* **Excerpt**:
________________________
What we really need to do is drop a few preconceived notions about what the
common ancestor of birds and dinosaurs might have looked like, take a better
look at the evidence we already have, and see whether it leads to some
interesting insights.

We always need better evidence: agreed. But this observation has little to do with _Longisquama_ and consideration of a hypothesis in which this animal is ancestral to birds and dinos. We need better evidence in the case of _Longisquama_ to better evaluate that particular hypothesized scenario. Nor do I suggest that the present dino-bird hypothesis is somehow "true" or evaluated as well as it could be. You're not suggesting that the scrappy Longi. specimen, neat as it is, is really the same sort of evidence as the Maniraptoran-bird hypothesis? On the one hand, you have something which has not been shown to be either an archosaur or lepidosaur, on the other, definitive archosaurs which are similar in many respects to modern avians. Without going into all the possible homoplasies and homologies, I will argue that the Maniraptoran-bird hypothesis is much better supported at present than the Longi. hypothesis based on the evidence available.
________________________
* **Data entries**:
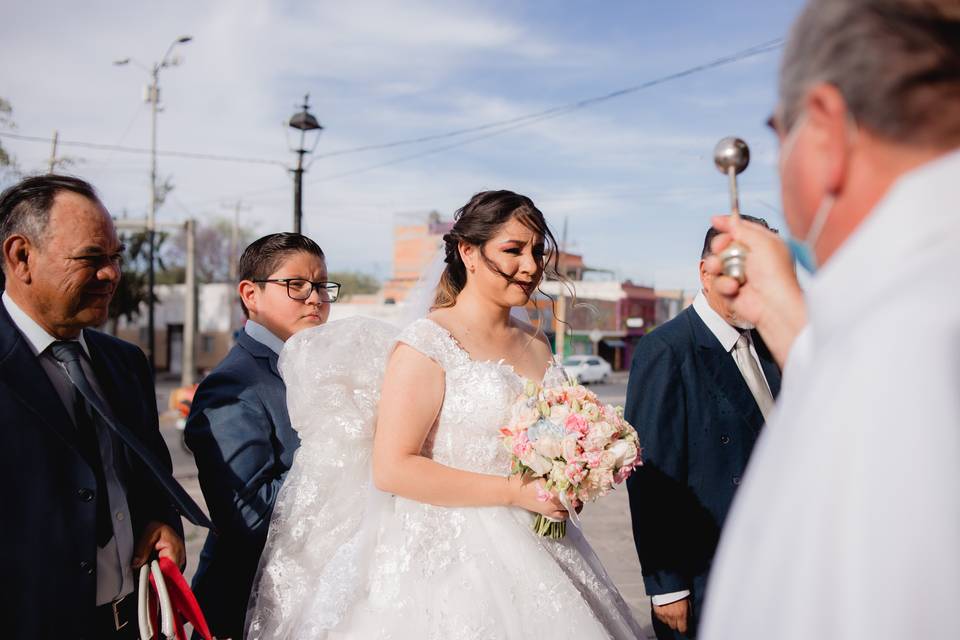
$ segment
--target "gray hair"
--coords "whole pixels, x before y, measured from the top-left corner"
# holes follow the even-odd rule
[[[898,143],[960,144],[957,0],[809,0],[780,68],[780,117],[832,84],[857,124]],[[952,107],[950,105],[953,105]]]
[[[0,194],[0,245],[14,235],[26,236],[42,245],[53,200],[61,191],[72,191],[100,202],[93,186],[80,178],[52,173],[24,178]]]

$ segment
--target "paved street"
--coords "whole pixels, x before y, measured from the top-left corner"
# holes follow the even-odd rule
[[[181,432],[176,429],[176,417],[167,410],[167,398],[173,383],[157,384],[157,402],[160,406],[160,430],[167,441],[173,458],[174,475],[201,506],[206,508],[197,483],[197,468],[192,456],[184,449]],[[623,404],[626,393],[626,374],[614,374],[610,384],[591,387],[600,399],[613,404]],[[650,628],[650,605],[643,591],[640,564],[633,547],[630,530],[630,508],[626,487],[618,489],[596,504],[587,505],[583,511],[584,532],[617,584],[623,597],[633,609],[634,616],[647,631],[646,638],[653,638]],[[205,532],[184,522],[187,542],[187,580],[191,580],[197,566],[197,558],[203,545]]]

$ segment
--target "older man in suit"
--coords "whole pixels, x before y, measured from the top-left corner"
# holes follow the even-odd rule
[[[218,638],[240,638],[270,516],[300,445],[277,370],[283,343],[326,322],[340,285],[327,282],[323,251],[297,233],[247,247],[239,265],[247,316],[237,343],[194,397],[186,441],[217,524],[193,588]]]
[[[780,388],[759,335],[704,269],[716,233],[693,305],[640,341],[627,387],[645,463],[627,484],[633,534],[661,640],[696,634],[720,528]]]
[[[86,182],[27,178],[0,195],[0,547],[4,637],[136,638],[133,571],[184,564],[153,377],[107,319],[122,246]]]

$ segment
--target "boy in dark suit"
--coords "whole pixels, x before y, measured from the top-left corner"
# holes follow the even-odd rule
________________________
* **To do**:
a) In the excerpt on bird and dinosaur ancestry, which hypothesis does the second writer say is much better supported at present?
b) List every step that the opening paragraph of the bird and dinosaur ancestry excerpt says "we really need to do."

* **Answers to the tasks**:
a) The Maniraptoran-bird hypothesis.

b)
- Drop a few preconceived notions about what the common ancestor of birds and dinosaurs might have looked like.
- Take a better look at the evidence we already have.
- See whether it leads to some interesting insights.